_Saved data entries_.
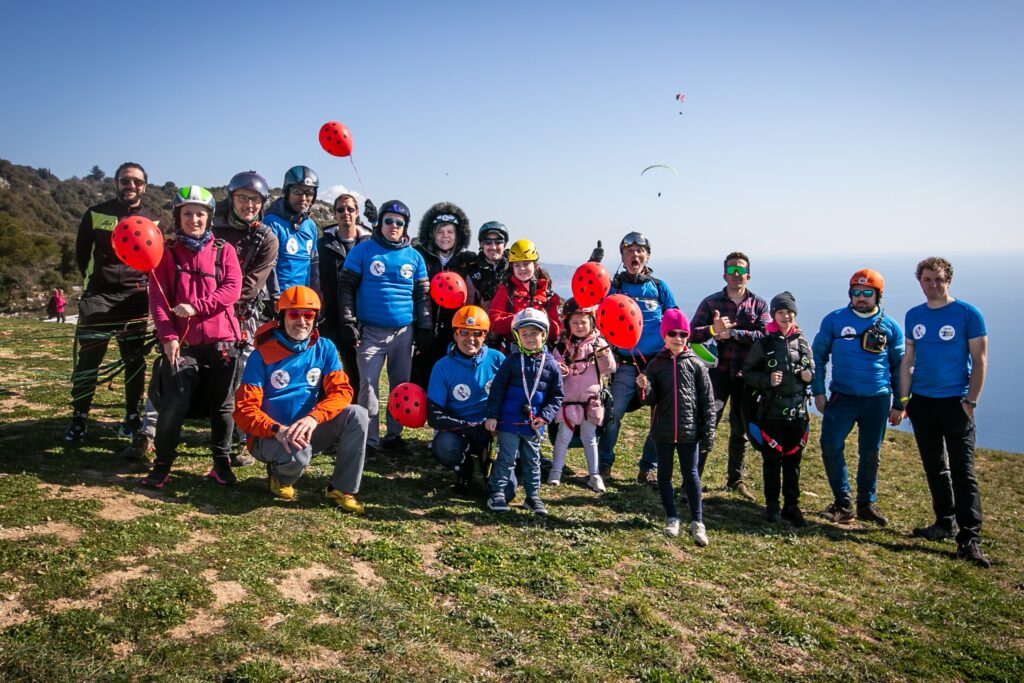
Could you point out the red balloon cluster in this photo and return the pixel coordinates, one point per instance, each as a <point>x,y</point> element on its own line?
<point>138,243</point>
<point>590,284</point>
<point>408,404</point>
<point>449,290</point>
<point>336,139</point>
<point>620,321</point>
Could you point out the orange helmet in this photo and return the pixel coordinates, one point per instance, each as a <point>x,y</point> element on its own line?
<point>471,317</point>
<point>298,297</point>
<point>868,278</point>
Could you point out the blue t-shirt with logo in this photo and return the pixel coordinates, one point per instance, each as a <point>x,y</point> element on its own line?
<point>942,359</point>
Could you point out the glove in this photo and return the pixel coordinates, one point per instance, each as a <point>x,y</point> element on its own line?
<point>349,335</point>
<point>423,338</point>
<point>370,211</point>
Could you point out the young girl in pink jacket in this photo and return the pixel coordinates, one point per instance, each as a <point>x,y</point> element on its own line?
<point>585,357</point>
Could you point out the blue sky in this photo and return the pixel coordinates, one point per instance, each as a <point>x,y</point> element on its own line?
<point>809,128</point>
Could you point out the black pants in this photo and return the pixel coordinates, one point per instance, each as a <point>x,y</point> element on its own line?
<point>945,439</point>
<point>781,471</point>
<point>730,390</point>
<point>206,387</point>
<point>91,339</point>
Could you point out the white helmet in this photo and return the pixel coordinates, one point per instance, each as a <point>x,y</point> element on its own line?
<point>531,316</point>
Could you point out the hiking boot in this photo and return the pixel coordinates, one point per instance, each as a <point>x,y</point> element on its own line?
<point>157,477</point>
<point>672,526</point>
<point>77,428</point>
<point>741,491</point>
<point>344,502</point>
<point>870,512</point>
<point>794,515</point>
<point>132,425</point>
<point>242,457</point>
<point>933,532</point>
<point>971,551</point>
<point>699,534</point>
<point>497,503</point>
<point>139,449</point>
<point>221,472</point>
<point>839,514</point>
<point>536,505</point>
<point>396,446</point>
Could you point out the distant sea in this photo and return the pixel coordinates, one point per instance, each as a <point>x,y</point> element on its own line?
<point>820,286</point>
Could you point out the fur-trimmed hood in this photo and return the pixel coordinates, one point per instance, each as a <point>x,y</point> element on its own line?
<point>463,232</point>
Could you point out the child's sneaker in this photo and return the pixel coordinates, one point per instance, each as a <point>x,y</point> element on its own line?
<point>497,503</point>
<point>672,526</point>
<point>698,534</point>
<point>534,503</point>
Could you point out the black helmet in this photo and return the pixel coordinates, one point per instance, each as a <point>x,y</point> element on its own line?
<point>301,175</point>
<point>249,180</point>
<point>493,226</point>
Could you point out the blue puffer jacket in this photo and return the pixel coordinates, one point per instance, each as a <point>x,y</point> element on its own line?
<point>508,395</point>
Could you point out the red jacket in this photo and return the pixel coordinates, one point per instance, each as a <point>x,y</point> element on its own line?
<point>185,276</point>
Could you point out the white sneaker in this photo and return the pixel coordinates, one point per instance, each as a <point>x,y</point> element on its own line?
<point>698,534</point>
<point>672,526</point>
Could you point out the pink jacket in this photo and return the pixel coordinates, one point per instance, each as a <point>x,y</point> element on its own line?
<point>582,383</point>
<point>196,284</point>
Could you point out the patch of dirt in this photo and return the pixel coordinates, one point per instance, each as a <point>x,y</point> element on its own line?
<point>66,532</point>
<point>297,584</point>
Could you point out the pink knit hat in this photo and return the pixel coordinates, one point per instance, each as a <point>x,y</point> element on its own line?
<point>675,319</point>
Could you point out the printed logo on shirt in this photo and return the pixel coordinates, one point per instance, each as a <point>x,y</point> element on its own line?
<point>280,379</point>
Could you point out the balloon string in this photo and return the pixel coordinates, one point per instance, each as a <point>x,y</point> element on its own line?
<point>358,177</point>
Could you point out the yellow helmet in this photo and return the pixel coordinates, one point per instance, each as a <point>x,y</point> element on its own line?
<point>523,250</point>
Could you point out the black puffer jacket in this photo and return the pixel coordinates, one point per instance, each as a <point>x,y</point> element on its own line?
<point>683,404</point>
<point>791,355</point>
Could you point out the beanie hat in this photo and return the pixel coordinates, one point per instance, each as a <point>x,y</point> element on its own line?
<point>675,319</point>
<point>783,301</point>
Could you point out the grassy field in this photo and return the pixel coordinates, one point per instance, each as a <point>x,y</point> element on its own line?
<point>102,581</point>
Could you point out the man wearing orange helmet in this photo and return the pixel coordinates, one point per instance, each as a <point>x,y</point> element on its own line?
<point>457,396</point>
<point>865,348</point>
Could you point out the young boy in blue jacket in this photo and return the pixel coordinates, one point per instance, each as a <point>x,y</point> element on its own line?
<point>525,395</point>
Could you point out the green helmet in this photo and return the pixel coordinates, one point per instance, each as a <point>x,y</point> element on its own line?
<point>194,195</point>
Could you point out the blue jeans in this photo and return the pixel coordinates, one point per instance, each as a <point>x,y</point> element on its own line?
<point>842,413</point>
<point>624,386</point>
<point>527,449</point>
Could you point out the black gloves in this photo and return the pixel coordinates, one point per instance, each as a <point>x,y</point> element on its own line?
<point>370,211</point>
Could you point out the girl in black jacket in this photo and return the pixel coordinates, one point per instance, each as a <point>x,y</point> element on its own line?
<point>780,368</point>
<point>682,419</point>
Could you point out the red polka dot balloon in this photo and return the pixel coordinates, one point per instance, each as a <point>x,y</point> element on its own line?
<point>449,290</point>
<point>138,243</point>
<point>590,284</point>
<point>620,321</point>
<point>336,139</point>
<point>408,404</point>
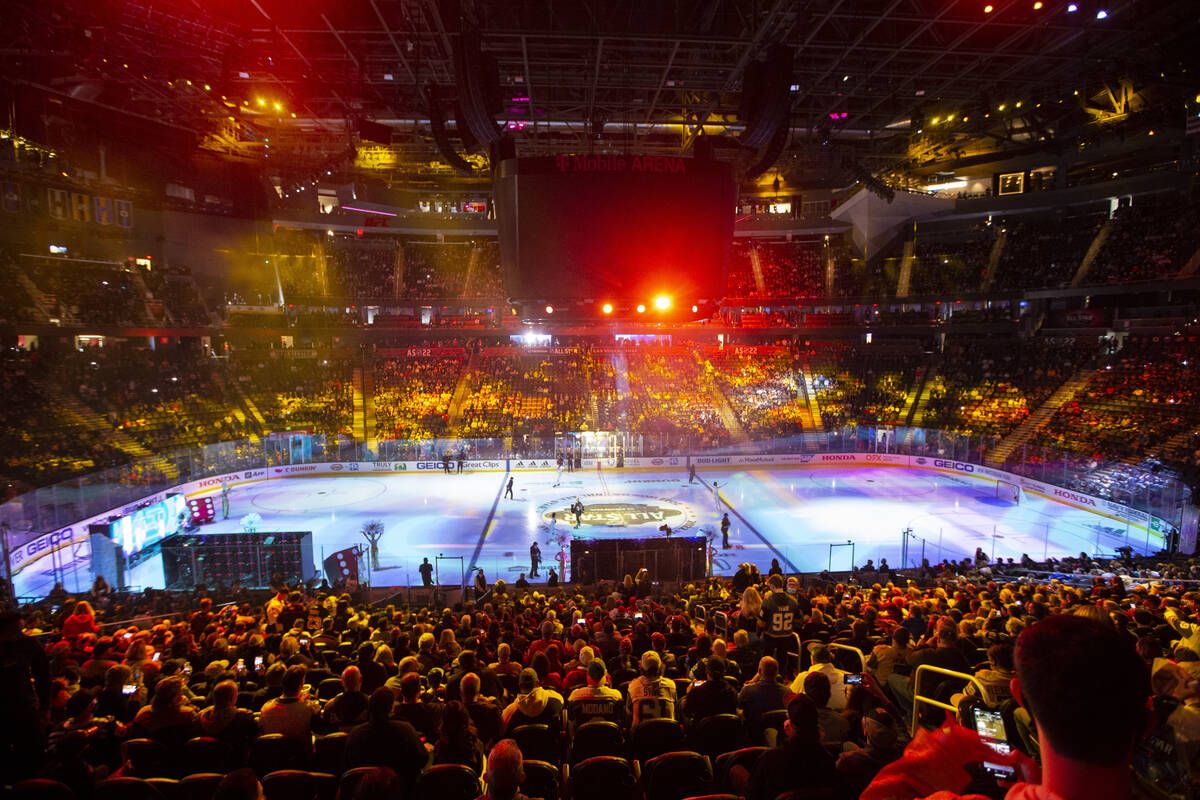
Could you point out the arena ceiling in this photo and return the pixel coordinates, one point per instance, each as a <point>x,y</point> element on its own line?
<point>591,74</point>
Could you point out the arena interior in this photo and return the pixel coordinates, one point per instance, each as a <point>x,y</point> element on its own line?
<point>766,400</point>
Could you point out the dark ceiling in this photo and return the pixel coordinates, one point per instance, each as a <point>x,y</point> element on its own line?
<point>636,76</point>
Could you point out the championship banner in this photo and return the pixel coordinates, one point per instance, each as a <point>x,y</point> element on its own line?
<point>103,210</point>
<point>58,203</point>
<point>81,206</point>
<point>124,214</point>
<point>11,197</point>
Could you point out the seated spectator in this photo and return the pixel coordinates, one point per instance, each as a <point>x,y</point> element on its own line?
<point>348,707</point>
<point>885,657</point>
<point>292,713</point>
<point>946,655</point>
<point>651,695</point>
<point>798,763</point>
<point>996,678</point>
<point>425,717</point>
<point>239,785</point>
<point>713,696</point>
<point>822,663</point>
<point>383,741</point>
<point>763,692</point>
<point>505,771</point>
<point>534,704</point>
<point>168,717</point>
<point>1085,686</point>
<point>459,743</point>
<point>834,727</point>
<point>595,689</point>
<point>226,722</point>
<point>858,768</point>
<point>484,713</point>
<point>83,620</point>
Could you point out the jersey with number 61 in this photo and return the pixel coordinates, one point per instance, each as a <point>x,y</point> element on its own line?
<point>779,613</point>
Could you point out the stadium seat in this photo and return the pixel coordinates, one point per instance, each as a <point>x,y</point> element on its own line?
<point>603,777</point>
<point>538,741</point>
<point>595,738</point>
<point>717,734</point>
<point>351,780</point>
<point>199,786</point>
<point>654,738</point>
<point>126,788</point>
<point>204,755</point>
<point>677,775</point>
<point>448,782</point>
<point>41,789</point>
<point>149,758</point>
<point>543,780</point>
<point>744,757</point>
<point>274,752</point>
<point>168,787</point>
<point>329,753</point>
<point>773,721</point>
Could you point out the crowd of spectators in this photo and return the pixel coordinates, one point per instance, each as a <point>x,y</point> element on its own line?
<point>1134,404</point>
<point>412,396</point>
<point>989,386</point>
<point>1044,251</point>
<point>753,685</point>
<point>299,394</point>
<point>954,260</point>
<point>1150,239</point>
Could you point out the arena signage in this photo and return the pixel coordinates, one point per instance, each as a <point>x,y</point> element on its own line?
<point>958,465</point>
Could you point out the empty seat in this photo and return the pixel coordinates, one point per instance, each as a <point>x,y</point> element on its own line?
<point>677,775</point>
<point>603,777</point>
<point>448,782</point>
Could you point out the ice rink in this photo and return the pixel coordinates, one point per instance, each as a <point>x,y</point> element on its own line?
<point>804,517</point>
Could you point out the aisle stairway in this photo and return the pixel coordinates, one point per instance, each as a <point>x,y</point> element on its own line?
<point>1036,421</point>
<point>1093,250</point>
<point>369,416</point>
<point>811,419</point>
<point>756,266</point>
<point>917,414</point>
<point>460,392</point>
<point>81,416</point>
<point>1191,266</point>
<point>35,295</point>
<point>906,262</point>
<point>997,250</point>
<point>232,388</point>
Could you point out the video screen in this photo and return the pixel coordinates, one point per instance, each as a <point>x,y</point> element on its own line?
<point>148,525</point>
<point>612,228</point>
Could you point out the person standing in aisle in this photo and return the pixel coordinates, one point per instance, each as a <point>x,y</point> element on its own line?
<point>534,559</point>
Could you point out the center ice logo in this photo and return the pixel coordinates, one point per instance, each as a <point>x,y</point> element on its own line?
<point>621,511</point>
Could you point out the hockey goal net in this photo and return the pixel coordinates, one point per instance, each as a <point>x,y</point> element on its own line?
<point>1006,491</point>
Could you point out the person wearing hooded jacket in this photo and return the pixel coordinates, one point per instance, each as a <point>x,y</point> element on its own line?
<point>534,704</point>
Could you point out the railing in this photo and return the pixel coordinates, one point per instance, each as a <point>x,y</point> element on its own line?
<point>69,501</point>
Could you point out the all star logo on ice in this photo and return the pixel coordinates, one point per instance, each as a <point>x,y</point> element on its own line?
<point>621,511</point>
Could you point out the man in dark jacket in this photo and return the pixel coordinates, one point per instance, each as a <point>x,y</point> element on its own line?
<point>383,741</point>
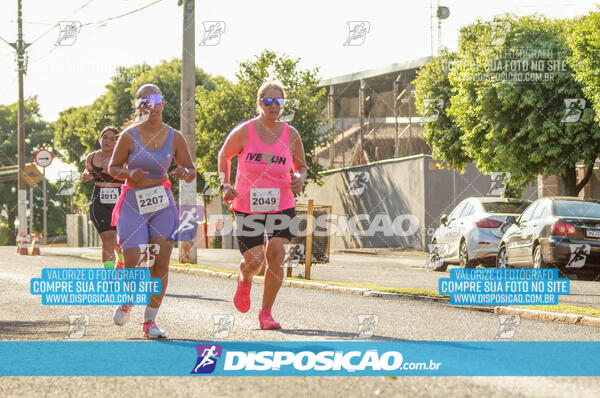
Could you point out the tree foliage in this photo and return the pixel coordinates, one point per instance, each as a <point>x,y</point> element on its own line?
<point>511,94</point>
<point>37,135</point>
<point>584,41</point>
<point>432,95</point>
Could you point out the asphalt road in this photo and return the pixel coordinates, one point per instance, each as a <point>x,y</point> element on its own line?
<point>187,314</point>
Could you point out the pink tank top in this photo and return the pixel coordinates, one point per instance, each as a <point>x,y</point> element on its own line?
<point>263,175</point>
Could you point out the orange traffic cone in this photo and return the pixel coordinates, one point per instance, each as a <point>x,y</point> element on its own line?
<point>23,251</point>
<point>19,240</point>
<point>35,245</point>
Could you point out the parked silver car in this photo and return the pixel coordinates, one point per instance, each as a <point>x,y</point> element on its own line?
<point>470,234</point>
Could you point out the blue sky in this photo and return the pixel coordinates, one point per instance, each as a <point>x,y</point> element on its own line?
<point>64,76</point>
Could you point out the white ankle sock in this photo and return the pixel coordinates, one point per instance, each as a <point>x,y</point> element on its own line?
<point>150,314</point>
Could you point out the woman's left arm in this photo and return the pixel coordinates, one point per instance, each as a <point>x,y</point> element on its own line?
<point>298,161</point>
<point>185,166</point>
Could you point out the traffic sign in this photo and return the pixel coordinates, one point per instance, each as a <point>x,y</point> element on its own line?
<point>31,175</point>
<point>43,157</point>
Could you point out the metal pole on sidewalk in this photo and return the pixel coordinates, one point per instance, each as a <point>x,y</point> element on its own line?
<point>45,238</point>
<point>361,98</point>
<point>22,191</point>
<point>188,250</point>
<point>30,210</point>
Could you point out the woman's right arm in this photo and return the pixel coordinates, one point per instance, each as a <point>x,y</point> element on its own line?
<point>86,175</point>
<point>234,144</point>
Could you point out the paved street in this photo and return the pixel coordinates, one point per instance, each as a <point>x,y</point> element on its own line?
<point>401,270</point>
<point>187,314</point>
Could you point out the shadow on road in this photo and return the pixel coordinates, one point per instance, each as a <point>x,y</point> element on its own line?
<point>194,296</point>
<point>337,335</point>
<point>15,328</point>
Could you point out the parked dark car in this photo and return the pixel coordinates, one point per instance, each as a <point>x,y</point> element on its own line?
<point>471,233</point>
<point>559,232</point>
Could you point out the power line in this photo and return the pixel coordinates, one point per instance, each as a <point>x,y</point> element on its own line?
<point>53,26</point>
<point>103,21</point>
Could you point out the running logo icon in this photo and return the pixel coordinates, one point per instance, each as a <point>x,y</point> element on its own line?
<point>498,183</point>
<point>77,325</point>
<point>212,182</point>
<point>508,326</point>
<point>358,182</point>
<point>573,110</point>
<point>579,254</point>
<point>207,358</point>
<point>223,324</point>
<point>366,326</point>
<point>68,33</point>
<point>212,33</point>
<point>187,226</point>
<point>357,33</point>
<point>294,253</point>
<point>148,254</point>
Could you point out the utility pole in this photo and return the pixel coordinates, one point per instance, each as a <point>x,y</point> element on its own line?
<point>188,250</point>
<point>361,109</point>
<point>331,104</point>
<point>20,46</point>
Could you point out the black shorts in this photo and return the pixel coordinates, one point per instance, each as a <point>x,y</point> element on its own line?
<point>250,228</point>
<point>101,213</point>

_Objective_. Rewrite the material from its beginning up to and including the line with "<point>868,278</point>", swapping "orange helmet" for "yellow helmet" and changing nothing else. Leave the pictures out of your answer.

_Response_.
Could you point out the red balloon cluster in this photo and return the pixel coordinates, one point per instance, each as a <point>x,y</point> element on its own line?
<point>138,243</point>
<point>590,284</point>
<point>408,404</point>
<point>449,290</point>
<point>336,139</point>
<point>620,321</point>
Could you point out the yellow helmet in this photo and return the pixel coordinates, one point per instance, each as a <point>x,y</point> element on its own line?
<point>471,317</point>
<point>298,297</point>
<point>868,278</point>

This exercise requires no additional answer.